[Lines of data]
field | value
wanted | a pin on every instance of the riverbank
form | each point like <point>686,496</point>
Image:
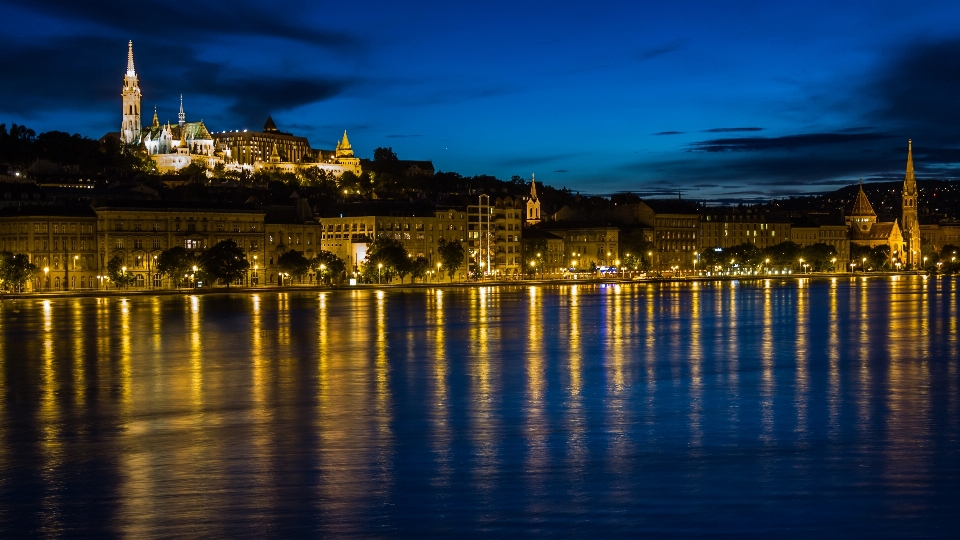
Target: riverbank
<point>386,286</point>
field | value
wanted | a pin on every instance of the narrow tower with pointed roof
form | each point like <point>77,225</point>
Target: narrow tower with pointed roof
<point>130,127</point>
<point>182,117</point>
<point>861,215</point>
<point>533,203</point>
<point>911,225</point>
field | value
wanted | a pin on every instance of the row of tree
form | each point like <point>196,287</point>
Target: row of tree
<point>387,259</point>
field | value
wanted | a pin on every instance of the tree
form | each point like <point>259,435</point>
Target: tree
<point>118,274</point>
<point>451,255</point>
<point>328,266</point>
<point>176,263</point>
<point>419,267</point>
<point>15,270</point>
<point>224,262</point>
<point>635,252</point>
<point>294,263</point>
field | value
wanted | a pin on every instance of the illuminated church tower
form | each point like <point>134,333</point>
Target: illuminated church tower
<point>911,227</point>
<point>533,203</point>
<point>130,129</point>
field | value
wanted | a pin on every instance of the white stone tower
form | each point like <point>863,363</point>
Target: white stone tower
<point>533,203</point>
<point>130,129</point>
<point>911,226</point>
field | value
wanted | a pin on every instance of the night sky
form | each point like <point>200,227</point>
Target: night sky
<point>717,99</point>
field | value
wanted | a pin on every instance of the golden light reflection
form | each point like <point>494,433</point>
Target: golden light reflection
<point>833,360</point>
<point>767,382</point>
<point>483,425</point>
<point>440,416</point>
<point>802,355</point>
<point>695,416</point>
<point>50,423</point>
<point>125,355</point>
<point>78,345</point>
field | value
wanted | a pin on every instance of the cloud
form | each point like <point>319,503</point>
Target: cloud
<point>730,130</point>
<point>192,22</point>
<point>531,161</point>
<point>673,46</point>
<point>787,142</point>
<point>917,91</point>
<point>165,72</point>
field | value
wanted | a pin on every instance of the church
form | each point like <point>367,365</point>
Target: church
<point>175,146</point>
<point>903,237</point>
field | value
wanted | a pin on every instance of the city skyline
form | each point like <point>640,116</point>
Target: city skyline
<point>654,101</point>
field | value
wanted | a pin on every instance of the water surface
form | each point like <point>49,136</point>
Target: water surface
<point>727,409</point>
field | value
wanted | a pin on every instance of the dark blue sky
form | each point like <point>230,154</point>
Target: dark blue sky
<point>719,99</point>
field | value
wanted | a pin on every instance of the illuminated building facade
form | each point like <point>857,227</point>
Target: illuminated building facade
<point>865,230</point>
<point>61,240</point>
<point>139,234</point>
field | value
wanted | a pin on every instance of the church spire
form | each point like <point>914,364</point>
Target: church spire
<point>910,181</point>
<point>130,126</point>
<point>130,70</point>
<point>182,117</point>
<point>910,225</point>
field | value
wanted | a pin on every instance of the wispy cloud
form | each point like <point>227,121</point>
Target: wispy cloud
<point>787,142</point>
<point>650,54</point>
<point>730,130</point>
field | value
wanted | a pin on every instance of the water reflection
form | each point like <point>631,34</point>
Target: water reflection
<point>429,412</point>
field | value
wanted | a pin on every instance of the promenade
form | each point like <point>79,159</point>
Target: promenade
<point>464,284</point>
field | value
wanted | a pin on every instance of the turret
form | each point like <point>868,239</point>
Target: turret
<point>130,127</point>
<point>910,224</point>
<point>182,117</point>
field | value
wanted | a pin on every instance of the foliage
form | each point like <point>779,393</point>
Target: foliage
<point>328,266</point>
<point>419,267</point>
<point>294,263</point>
<point>451,254</point>
<point>635,252</point>
<point>225,262</point>
<point>175,263</point>
<point>15,270</point>
<point>117,273</point>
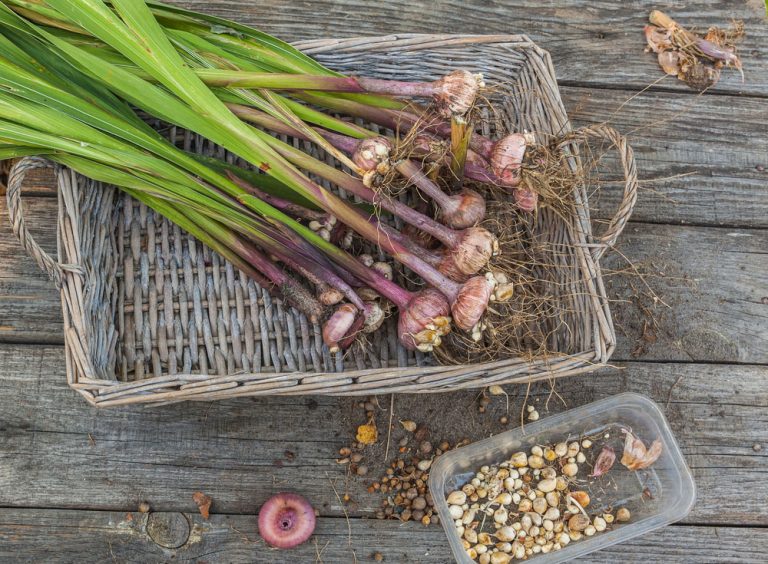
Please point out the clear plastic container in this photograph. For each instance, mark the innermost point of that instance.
(657, 496)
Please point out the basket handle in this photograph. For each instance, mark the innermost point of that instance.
(627, 156)
(16, 212)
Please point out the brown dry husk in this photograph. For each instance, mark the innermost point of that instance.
(537, 255)
(533, 258)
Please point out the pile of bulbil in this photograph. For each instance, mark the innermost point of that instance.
(81, 71)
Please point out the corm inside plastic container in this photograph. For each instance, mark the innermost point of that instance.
(656, 496)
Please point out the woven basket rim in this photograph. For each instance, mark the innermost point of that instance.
(161, 390)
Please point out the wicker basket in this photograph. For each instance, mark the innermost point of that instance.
(152, 316)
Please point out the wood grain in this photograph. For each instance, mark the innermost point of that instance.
(596, 43)
(55, 451)
(713, 280)
(30, 308)
(95, 537)
(701, 160)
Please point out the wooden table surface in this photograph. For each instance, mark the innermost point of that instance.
(72, 478)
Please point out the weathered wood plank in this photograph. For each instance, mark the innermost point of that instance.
(55, 451)
(714, 281)
(592, 43)
(702, 161)
(30, 308)
(90, 536)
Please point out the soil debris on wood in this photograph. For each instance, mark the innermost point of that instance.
(203, 503)
(694, 58)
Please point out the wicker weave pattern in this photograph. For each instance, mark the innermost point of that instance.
(153, 316)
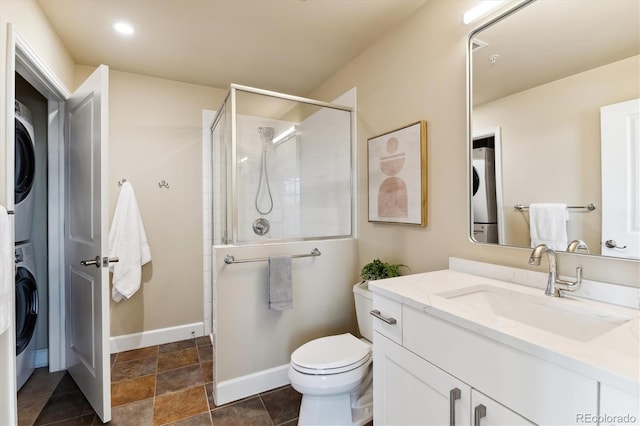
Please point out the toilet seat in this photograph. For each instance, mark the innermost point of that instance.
(331, 355)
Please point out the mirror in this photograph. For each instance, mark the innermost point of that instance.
(539, 76)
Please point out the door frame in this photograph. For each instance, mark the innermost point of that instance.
(30, 66)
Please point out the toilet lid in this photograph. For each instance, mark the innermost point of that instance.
(332, 354)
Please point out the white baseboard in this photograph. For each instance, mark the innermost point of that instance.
(251, 384)
(42, 358)
(159, 336)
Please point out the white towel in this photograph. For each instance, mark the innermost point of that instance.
(280, 284)
(548, 225)
(127, 242)
(7, 263)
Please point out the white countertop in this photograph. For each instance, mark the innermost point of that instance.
(612, 358)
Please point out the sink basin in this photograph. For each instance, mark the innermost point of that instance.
(567, 318)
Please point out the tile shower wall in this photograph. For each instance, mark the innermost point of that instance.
(325, 198)
(283, 175)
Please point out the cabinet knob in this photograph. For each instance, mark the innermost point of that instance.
(479, 412)
(454, 395)
(376, 313)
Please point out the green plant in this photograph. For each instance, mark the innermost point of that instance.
(377, 270)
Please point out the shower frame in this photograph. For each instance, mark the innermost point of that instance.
(230, 221)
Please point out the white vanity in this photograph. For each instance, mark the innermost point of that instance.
(482, 344)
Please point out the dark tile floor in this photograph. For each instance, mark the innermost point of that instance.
(168, 384)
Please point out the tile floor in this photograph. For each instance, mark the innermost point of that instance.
(168, 384)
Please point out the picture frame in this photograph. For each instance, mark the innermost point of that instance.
(397, 175)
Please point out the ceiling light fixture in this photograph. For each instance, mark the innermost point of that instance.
(123, 28)
(285, 135)
(480, 10)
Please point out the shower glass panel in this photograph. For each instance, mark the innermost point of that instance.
(282, 168)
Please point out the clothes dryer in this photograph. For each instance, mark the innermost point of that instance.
(26, 311)
(25, 170)
(484, 186)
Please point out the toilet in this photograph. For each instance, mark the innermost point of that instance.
(334, 374)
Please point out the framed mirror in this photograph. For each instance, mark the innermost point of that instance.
(554, 154)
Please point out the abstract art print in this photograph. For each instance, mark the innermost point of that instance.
(398, 176)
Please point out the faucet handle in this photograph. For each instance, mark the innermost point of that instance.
(568, 285)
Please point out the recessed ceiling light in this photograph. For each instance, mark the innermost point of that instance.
(480, 10)
(123, 28)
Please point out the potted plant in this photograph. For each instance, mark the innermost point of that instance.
(377, 270)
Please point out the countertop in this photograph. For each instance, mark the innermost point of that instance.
(612, 358)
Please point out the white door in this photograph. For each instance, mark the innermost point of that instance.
(86, 239)
(620, 145)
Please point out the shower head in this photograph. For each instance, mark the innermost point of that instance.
(266, 133)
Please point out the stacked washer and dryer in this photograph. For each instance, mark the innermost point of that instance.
(26, 282)
(485, 212)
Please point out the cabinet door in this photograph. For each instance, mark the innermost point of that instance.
(486, 412)
(411, 391)
(617, 407)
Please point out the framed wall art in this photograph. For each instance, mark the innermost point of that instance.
(397, 166)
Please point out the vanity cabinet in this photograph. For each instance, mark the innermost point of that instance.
(410, 391)
(416, 370)
(618, 408)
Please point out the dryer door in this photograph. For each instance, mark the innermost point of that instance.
(25, 162)
(26, 308)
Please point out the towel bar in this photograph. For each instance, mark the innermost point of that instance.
(229, 259)
(589, 207)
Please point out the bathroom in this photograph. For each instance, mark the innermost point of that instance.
(425, 55)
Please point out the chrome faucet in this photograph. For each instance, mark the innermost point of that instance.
(554, 284)
(576, 245)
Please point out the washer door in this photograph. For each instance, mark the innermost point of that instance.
(26, 308)
(25, 162)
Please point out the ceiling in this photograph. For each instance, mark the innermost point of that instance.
(290, 46)
(552, 39)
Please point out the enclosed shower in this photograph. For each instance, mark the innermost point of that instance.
(282, 168)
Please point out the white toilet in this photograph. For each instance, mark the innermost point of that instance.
(334, 374)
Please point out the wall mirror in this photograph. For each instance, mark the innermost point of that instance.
(543, 81)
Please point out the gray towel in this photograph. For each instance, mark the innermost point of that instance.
(280, 285)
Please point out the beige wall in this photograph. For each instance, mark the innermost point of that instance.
(552, 132)
(418, 72)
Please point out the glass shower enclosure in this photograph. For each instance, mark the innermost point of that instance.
(283, 168)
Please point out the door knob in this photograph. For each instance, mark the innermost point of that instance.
(613, 244)
(105, 261)
(95, 262)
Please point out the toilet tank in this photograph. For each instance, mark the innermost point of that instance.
(364, 304)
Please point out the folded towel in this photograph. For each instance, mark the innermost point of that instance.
(127, 242)
(548, 225)
(7, 264)
(280, 284)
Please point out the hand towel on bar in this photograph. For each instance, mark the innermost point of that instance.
(280, 284)
(7, 263)
(548, 225)
(127, 242)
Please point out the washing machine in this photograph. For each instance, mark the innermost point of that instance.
(485, 215)
(26, 311)
(25, 170)
(484, 186)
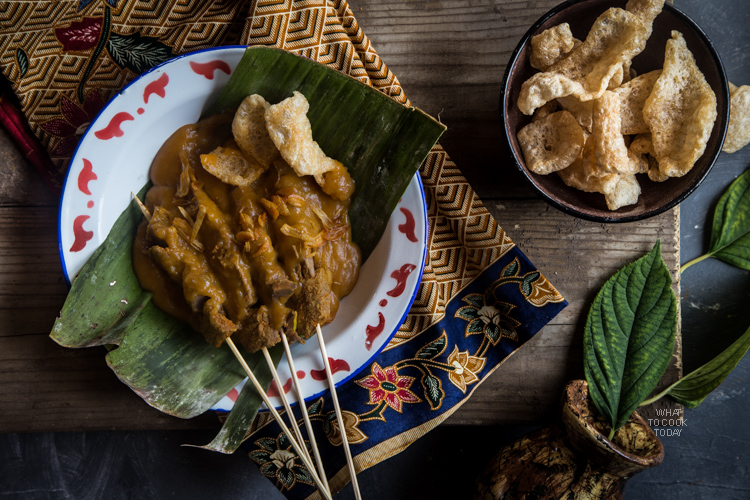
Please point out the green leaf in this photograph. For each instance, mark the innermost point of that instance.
(434, 348)
(106, 296)
(433, 391)
(23, 62)
(174, 370)
(316, 408)
(730, 233)
(469, 313)
(136, 52)
(693, 388)
(475, 299)
(511, 269)
(629, 336)
(245, 409)
(384, 142)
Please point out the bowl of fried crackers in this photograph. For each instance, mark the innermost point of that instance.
(615, 111)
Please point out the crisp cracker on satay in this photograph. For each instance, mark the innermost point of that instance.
(610, 149)
(551, 45)
(680, 111)
(250, 133)
(291, 132)
(551, 143)
(615, 38)
(738, 130)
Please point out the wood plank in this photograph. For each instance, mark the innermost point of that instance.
(74, 389)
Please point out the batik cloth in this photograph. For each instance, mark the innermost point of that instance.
(480, 298)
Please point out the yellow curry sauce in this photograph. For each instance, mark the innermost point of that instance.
(248, 261)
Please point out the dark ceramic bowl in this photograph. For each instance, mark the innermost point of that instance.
(655, 197)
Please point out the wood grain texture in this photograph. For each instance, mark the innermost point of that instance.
(450, 57)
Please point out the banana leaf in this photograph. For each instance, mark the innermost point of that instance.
(381, 142)
(171, 367)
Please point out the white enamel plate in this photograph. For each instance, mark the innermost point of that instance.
(113, 160)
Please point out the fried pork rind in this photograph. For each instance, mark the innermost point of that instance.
(610, 150)
(646, 10)
(551, 45)
(250, 133)
(615, 38)
(738, 131)
(681, 110)
(551, 143)
(291, 132)
(626, 192)
(231, 167)
(633, 96)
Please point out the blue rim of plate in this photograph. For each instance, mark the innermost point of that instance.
(417, 285)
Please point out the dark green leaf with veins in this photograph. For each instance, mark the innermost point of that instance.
(629, 337)
(434, 348)
(137, 53)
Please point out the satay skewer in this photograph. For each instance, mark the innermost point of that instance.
(339, 415)
(303, 408)
(276, 415)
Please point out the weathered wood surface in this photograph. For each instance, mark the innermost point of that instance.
(450, 57)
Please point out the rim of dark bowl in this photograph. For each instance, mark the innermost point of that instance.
(631, 218)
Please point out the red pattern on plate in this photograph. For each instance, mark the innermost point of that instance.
(400, 275)
(87, 175)
(81, 235)
(208, 69)
(336, 365)
(113, 128)
(372, 332)
(273, 391)
(408, 227)
(157, 87)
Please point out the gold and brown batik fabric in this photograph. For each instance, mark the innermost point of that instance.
(480, 298)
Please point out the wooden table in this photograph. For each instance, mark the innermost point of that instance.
(450, 57)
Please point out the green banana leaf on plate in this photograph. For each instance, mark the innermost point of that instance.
(172, 368)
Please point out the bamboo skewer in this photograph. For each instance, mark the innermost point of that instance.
(339, 416)
(276, 415)
(303, 408)
(287, 407)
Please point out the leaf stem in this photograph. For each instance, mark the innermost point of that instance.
(655, 398)
(694, 261)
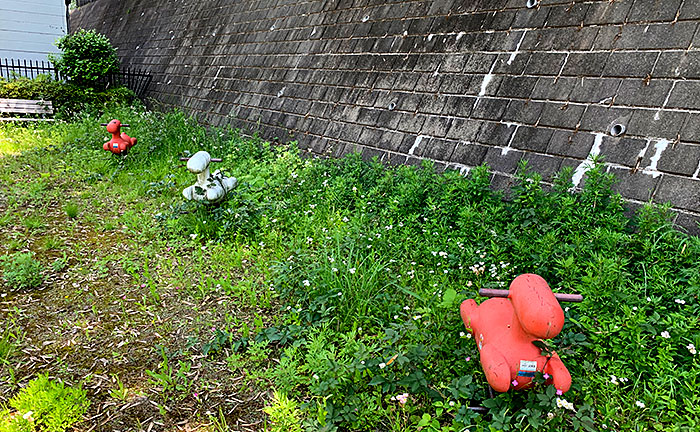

--- GOAL OF THE EXERCISE ---
Return each line of the records that contains the string "mirror", matching case exactly.

--- TASK RESPONSE ---
Please point out the mirror in this photograph. For each instance, mark the innermost point of that instance.
Please point out the framed mirror in this photograph. For each instance, mark the innermost point of that instance.
Please point out the wall mirror in this photograph. For each instance, mark the innermost point of that instance.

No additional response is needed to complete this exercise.